--- BEGIN ---

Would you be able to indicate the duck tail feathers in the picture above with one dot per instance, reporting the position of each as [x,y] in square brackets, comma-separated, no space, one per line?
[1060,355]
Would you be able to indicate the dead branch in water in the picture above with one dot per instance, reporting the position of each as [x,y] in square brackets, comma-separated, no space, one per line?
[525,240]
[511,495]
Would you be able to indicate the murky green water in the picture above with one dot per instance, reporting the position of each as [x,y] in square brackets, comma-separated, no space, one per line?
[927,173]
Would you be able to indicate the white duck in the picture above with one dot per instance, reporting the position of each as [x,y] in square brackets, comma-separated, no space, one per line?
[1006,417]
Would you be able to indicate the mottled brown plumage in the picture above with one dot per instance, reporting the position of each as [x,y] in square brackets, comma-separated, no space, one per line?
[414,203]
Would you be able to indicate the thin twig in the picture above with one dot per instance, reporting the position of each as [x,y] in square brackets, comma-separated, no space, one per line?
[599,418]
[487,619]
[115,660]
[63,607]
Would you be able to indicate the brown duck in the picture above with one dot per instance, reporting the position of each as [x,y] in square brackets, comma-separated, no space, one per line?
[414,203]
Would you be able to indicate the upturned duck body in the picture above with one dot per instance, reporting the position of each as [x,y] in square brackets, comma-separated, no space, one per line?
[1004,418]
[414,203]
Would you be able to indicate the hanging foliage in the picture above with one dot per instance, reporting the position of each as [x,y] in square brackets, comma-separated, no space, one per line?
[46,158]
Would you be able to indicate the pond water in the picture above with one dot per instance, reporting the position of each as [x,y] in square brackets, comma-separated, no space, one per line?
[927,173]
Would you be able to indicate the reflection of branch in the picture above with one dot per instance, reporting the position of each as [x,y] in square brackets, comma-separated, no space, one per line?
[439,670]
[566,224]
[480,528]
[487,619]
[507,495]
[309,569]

--- END ---

-- DIRECTIONS FOR THIS TASK --
Could you rewrite the records from the line that has "Would you be able to indicate the mottled" through the end of the records, replacing "foliage" with "leaves" and changing nothing else?

-- TASK RESPONSE --
Would you be able to indicate the mottled brown plumage in the picture above with one dot per instance, reporting the position of each as [x,y] in square brackets, comma-separated, no space, one per line?
[414,203]
Would you be able to indicate the thin twig in the picture above with one dot per instance, reporting the position of each as [x,y] in square brackets, comma-separated, no space, one per line?
[599,418]
[487,619]
[115,660]
[63,607]
Would you be able to indicate the brown duck in the picture above with one dot per instance, reporting the position of each as [x,y] in square brackets, comma-separated, no space, one per line?
[414,203]
Would you be able to indicate the upturned duck body in the picture above with one dot per instance, reporting the position of each as [x,y] in square brackets, comma-separated, no space, one per line?
[1004,418]
[414,203]
Would you be able to indicate the hanging leaves in the picture above with one dot per instance, reporting the position of each as [x,y] in square brackets, comma-separated, no space, one per line?
[46,158]
Would you be able to indicate the pond water in the picture above with one dot per instance, reporting the position of each as [x,y] in square brackets, comma-separated, no space, one per line?
[927,173]
Would you be able to indicate the reflection of branch in the picture above with one dot per instance, reporting the position of each as [x,y] in square brackets, comma-separated, no space, one per line?
[439,670]
[566,224]
[480,528]
[487,619]
[507,495]
[309,569]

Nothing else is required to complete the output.